▶ **Exercise goal**: All of the material below is to be retyped exactly.

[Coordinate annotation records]
· · · ·

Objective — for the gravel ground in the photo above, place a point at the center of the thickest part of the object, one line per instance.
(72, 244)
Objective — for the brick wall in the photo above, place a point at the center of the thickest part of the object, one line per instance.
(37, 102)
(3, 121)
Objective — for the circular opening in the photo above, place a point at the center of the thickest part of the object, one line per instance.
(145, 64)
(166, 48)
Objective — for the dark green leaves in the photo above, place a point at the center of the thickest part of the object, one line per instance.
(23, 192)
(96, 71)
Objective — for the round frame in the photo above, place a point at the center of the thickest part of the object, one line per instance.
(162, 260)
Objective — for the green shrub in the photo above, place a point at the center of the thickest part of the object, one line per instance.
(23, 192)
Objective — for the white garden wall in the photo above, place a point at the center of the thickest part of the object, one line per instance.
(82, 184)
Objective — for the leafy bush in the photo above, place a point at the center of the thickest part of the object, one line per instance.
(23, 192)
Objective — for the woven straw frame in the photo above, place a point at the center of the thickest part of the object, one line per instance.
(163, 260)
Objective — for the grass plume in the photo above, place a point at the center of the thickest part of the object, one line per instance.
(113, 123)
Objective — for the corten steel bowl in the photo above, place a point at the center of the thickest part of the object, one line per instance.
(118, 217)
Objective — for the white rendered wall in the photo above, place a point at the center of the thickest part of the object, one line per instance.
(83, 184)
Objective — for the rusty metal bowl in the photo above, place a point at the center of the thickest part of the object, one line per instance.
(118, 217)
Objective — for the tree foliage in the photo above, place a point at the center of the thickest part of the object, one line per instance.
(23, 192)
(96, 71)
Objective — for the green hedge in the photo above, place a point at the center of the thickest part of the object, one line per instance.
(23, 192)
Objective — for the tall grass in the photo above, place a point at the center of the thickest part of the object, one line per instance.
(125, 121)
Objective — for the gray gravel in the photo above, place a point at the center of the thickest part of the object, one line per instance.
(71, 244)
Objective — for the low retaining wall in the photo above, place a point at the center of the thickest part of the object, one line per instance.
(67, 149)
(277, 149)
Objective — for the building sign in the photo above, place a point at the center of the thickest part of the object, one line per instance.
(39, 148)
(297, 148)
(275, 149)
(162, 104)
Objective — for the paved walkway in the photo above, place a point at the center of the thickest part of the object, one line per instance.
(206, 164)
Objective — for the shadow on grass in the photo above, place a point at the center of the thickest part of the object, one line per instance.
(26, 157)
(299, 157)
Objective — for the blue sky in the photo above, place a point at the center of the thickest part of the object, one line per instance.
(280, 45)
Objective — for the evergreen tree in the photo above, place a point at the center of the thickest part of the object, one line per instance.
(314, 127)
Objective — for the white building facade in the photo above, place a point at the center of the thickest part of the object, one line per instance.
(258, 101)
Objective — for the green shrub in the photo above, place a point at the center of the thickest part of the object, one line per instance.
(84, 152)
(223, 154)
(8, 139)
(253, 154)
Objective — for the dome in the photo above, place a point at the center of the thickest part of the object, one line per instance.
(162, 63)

· · · ·

▶ **Answer for the task**:
Objective — for the gravel ground in the photo above, place a point at the center of the thickest part of the object, one line per instance.
(72, 244)
Objective — for the brick wall in the photo above, place a point at the center of the thickest part of the object, one line per instance.
(37, 102)
(3, 121)
Objective — for the circular opening in the photo above, place a point at the center of the thickest part of the object, one line per instance.
(145, 64)
(166, 48)
Objective — for the dark green leaves in the photo above, place a point at the center of the thickest part of the object, one line per instance.
(23, 192)
(96, 71)
Objective — for the round frame in the photo above, place a point at the center of the thickest part of the object, one line per instance.
(162, 260)
Objective — for the green shrub in the photo above, place a point at the center of the thickest part of the object, one line per instance.
(23, 192)
Objective — for the white garden wall in the photo above, place a point at the center of the thickest part of the object, one line per instance.
(82, 184)
Objective — for the leafy bush in the photo above, place a point at the center of the thickest part of the object, one line per instance.
(23, 192)
Objective — for the woven straw frame in the photo above, place a point at the center of the thickest part of the object, one line per instance.
(163, 260)
Objective — for the grass plume in the photo above, place a point at the center of the thickest part of the object, one line per instance.
(113, 123)
Objective — for the corten steel bowl in the photo above, place a point at the center of the thickest part of the object, one line per instance.
(118, 217)
Objective — for the white rendered wall in the photo above, place a point at the center of the thickest part of the object, one line per instance.
(83, 184)
Objective — for the rusty metal bowl in the photo above, place a point at the center of the thickest part of the object, one line per instance.
(118, 217)
Objective — for the tree foliage in the photo above, place a point at the center of the thickest part of the object, one line per instance.
(23, 192)
(96, 71)
Objective — for the green hedge in the photo above, place a point at the center of the thickest part of the object, one line per instance.
(23, 192)
Objective — for the tall grass in the photo above, place a point at the center of the thickest part of the object, one line per instance.
(125, 121)
Objective — for the gray gravel in the photo above, place a point at the center of the thickest part of the object, one line per instance.
(71, 244)
Objective — for the low retaining wall in the photo above, place a point at the center of the thickest part of the object, one line per instance.
(67, 149)
(277, 149)
Objective — for the building sign in the photo above, place a point at the center of the thickest part of the object, one line per instance.
(39, 148)
(297, 148)
(275, 149)
(162, 104)
Objective — for the paved walkway in the photo above, place a point at the center of the thickest part of the object, one line per instance.
(206, 164)
Objective — for the shadow on grass in the photo above, place a point at the center of the thickest part of the object, one line per instance.
(26, 157)
(299, 157)
Objective — for the blue sky in the photo above, place a point at the center of the thickest part of the object, one line per instance.
(280, 45)
Objective — for the evergreen tree in the photo above, place a point at the center of the thickest part of the object, one line per instance.
(314, 127)
Objective — for the white building facade in the photo above, place a point at the center of the thickest part of the object, one line per instance.
(258, 101)
Objective — for the green shrub in the photo above, place a point at the center of the thickest part of the object, one line per instance.
(84, 152)
(223, 154)
(8, 139)
(253, 154)
Objective — for the dome in the photo above, place a point at the center of the thickest part of the object, one line per instance.
(162, 63)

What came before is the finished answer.